What needs to be done: Would it be possible to quote, exactly and in full, the lines from the one with "of the overcast" through the end of the entries below?

Data for this task:
#####

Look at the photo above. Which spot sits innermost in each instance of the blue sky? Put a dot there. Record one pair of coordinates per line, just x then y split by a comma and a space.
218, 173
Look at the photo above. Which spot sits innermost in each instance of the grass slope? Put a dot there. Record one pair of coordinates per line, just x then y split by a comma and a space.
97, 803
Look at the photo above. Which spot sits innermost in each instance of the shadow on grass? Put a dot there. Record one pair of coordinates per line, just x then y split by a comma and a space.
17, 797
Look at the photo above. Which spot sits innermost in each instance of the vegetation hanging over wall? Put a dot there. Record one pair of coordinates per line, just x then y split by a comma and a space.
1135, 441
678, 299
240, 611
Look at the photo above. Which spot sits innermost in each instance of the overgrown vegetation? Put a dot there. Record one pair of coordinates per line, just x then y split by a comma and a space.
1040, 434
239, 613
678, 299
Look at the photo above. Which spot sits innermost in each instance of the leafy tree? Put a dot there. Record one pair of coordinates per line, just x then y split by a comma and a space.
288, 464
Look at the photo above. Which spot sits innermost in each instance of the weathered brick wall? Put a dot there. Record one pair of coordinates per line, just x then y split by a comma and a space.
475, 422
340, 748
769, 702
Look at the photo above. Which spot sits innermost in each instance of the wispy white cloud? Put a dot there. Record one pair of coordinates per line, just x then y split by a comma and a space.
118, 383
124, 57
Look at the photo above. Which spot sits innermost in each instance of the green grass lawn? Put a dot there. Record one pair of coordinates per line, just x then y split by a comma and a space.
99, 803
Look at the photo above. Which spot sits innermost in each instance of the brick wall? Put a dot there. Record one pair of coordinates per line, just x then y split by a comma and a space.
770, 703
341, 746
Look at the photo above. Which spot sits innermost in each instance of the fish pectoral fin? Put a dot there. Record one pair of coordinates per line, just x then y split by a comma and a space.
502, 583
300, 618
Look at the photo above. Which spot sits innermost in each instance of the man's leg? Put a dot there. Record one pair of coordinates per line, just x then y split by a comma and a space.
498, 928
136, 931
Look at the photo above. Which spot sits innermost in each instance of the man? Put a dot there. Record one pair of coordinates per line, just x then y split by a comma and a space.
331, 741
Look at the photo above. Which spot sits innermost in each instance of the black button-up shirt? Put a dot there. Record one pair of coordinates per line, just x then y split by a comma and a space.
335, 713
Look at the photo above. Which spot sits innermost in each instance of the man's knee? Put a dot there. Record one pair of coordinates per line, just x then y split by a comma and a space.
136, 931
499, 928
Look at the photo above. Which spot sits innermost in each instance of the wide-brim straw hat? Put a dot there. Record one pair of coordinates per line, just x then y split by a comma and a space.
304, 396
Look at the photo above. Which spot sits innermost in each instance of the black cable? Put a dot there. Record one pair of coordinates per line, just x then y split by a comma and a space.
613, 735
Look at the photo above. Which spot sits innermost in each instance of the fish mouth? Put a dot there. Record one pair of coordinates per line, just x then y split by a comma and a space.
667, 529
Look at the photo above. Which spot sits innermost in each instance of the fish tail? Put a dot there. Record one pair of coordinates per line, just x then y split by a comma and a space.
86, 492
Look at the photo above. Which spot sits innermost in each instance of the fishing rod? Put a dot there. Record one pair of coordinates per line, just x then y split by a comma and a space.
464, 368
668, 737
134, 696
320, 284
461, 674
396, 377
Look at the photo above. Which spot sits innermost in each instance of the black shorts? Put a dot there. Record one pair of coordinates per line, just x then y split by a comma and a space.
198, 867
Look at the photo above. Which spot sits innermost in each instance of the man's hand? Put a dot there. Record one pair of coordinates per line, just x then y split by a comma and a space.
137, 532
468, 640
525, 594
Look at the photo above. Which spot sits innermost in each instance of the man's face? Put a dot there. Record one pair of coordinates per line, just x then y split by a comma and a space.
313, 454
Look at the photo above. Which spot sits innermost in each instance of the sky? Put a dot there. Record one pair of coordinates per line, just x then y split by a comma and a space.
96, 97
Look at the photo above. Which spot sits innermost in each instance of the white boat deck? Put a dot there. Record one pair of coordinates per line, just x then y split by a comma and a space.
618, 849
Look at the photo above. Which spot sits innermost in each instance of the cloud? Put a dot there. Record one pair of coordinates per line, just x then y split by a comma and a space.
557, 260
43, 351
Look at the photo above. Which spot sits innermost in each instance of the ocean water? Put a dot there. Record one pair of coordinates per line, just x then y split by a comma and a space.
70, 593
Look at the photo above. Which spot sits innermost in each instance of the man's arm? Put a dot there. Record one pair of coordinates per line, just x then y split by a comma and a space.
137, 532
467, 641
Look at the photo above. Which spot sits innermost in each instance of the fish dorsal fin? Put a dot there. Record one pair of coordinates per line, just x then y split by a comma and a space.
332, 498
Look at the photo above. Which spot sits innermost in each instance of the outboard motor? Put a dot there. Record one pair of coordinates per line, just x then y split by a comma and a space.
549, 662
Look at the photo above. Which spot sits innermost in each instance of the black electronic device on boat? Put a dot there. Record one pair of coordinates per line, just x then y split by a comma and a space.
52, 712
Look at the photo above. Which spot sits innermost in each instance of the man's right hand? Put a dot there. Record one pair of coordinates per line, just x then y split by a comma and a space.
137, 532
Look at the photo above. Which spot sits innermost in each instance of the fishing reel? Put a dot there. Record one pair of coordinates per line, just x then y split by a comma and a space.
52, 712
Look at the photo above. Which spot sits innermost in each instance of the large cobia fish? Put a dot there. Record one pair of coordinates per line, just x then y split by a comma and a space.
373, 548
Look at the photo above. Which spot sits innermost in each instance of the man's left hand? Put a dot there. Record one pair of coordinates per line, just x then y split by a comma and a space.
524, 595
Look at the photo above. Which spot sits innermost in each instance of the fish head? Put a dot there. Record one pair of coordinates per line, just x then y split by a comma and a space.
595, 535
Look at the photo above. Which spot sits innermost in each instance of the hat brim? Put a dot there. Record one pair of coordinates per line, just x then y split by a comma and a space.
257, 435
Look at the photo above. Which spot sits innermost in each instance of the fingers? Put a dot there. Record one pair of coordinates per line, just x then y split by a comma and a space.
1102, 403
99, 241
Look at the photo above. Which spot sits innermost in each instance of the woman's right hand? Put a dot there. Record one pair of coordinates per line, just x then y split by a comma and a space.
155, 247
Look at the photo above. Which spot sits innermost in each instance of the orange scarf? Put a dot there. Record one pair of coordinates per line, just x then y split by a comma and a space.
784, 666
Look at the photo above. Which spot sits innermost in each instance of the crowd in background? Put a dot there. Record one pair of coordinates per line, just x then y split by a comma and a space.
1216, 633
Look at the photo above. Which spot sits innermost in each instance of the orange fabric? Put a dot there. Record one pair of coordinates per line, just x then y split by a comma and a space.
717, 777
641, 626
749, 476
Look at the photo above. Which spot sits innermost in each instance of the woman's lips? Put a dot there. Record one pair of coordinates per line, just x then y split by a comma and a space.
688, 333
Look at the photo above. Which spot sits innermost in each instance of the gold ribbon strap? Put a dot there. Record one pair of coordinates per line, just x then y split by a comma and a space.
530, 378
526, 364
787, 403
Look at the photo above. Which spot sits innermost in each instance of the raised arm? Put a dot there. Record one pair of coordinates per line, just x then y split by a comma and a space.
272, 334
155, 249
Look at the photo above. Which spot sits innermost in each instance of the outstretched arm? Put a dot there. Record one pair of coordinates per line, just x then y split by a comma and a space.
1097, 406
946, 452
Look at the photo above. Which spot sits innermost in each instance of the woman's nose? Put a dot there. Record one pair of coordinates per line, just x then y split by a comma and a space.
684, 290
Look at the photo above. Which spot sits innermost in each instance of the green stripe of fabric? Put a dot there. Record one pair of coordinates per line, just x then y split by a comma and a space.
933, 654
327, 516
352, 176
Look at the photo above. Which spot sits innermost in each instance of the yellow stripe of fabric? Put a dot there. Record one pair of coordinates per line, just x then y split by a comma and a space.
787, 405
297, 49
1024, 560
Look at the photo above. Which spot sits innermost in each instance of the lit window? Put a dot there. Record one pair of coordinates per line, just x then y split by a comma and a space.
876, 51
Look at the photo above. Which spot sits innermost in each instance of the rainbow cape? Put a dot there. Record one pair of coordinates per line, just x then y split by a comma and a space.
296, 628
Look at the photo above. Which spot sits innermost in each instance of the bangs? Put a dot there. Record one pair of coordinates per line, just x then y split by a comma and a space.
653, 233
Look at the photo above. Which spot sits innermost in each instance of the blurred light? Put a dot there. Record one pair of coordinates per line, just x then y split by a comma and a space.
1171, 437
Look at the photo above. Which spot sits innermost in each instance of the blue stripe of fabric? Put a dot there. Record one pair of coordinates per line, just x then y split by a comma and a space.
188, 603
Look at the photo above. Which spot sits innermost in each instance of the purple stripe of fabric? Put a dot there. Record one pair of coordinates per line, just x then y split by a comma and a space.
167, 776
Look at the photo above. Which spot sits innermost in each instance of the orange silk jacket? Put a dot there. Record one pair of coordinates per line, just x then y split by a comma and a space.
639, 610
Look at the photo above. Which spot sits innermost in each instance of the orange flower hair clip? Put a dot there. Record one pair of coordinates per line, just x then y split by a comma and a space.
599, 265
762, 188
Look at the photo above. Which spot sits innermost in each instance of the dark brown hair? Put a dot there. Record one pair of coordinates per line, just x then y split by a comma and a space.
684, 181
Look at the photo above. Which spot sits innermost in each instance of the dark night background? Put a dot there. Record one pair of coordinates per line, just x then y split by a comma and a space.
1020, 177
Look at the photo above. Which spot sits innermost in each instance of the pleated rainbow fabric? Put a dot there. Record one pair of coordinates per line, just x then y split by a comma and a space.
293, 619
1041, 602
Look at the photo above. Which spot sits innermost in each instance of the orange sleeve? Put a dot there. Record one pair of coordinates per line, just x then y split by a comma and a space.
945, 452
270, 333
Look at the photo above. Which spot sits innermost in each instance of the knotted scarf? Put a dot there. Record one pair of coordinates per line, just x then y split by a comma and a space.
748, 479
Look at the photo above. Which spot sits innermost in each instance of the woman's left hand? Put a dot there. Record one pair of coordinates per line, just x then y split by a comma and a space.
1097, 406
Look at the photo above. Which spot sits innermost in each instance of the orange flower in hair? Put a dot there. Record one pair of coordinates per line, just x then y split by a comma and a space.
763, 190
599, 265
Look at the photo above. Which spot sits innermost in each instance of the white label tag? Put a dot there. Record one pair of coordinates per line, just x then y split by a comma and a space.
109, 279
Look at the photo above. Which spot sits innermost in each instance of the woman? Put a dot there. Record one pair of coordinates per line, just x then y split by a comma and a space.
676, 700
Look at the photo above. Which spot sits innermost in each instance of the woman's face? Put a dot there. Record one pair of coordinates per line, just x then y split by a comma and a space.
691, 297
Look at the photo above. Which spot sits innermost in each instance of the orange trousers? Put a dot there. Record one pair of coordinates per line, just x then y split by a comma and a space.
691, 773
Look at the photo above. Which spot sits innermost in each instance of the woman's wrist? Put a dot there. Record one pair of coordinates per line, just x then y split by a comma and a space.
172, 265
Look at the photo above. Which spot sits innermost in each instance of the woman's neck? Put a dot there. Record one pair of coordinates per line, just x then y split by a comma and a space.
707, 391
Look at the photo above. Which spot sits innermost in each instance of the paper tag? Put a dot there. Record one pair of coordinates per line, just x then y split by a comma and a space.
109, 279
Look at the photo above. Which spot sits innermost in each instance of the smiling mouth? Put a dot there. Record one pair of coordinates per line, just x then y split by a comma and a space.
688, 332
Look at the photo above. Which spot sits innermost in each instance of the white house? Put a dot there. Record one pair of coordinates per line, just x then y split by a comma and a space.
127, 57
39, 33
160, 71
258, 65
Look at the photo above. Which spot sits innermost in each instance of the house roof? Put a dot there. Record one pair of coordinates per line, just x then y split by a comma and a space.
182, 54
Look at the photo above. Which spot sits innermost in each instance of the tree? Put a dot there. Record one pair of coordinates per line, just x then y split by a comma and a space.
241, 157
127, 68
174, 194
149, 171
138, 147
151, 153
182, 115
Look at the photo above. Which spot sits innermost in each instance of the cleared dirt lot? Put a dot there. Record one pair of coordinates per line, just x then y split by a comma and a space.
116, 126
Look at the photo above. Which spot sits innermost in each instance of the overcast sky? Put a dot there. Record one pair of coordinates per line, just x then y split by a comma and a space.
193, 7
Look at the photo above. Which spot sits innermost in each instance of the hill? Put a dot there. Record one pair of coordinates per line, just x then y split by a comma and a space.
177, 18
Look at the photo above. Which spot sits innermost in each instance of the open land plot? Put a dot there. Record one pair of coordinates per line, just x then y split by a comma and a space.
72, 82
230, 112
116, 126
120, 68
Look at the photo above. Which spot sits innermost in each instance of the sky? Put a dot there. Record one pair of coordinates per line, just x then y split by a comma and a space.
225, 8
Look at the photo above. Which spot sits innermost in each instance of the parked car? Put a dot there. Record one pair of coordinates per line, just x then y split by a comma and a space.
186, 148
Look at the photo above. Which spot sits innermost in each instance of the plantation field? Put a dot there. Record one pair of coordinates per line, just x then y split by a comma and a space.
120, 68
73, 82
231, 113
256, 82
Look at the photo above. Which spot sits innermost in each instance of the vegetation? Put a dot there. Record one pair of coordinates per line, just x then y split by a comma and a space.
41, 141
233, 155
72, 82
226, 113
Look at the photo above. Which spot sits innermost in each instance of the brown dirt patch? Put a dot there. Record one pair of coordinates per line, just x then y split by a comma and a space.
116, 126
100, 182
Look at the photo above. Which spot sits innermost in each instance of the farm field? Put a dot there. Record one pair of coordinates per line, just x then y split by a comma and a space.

#####

Written answer:
Look at the photo above. Which spot sits innermost in each instance of the overcast sky? Put a dot there. Record one pair of coordinates per line, just x then y split by a comma and a space.
193, 7
Look at the photo above. Which spot sits innermost in each instance of the hill? Put a dot there. Record one pair of coordinates per line, just x then y split by a comma and a space.
177, 18
Look at the photo above. Which spot sits innermost in each instance of the open land plot? Put a dot there. Record one pair of coordinates per line, just x then y split by a comma and a space.
72, 82
230, 112
116, 126
120, 68
Look at the photo above. Which spot sits innermost in each instance of the sky? Put a dot there. Record one pair of coordinates per line, just x then y split by a comma and a space.
225, 8
Look at the photo above. Which spot sits innermost in each instance of the parked car? Put a dot there. Record one pair of coordinates per line, just x then y split by a comma and a space.
186, 148
Look at the photo above. Which spot sits innermost in each instance of the plantation field? Put a dot there. Record one pair of coordinates per line, just x then y split by a comma and a space.
120, 68
73, 82
231, 113
256, 82
Look at the photo above. Which spot sits innermost in each instance of the vegetation? Put a dot there. Record one pair of coordinates per line, just x then y split by a comma and a space.
41, 141
233, 155
72, 82
226, 113
Look at the photo above. Which spot sits innermost in each instance of the brown dirt patch? Put a dot there. Record one pair of coordinates per line, just x then y split by a comma and a space.
116, 126
100, 182
Look at the photo above. Which spot sits innermost in each instance of the farm field? Put a dot there. Record one pair of coordinates per line, just x then y split by a comma and a space.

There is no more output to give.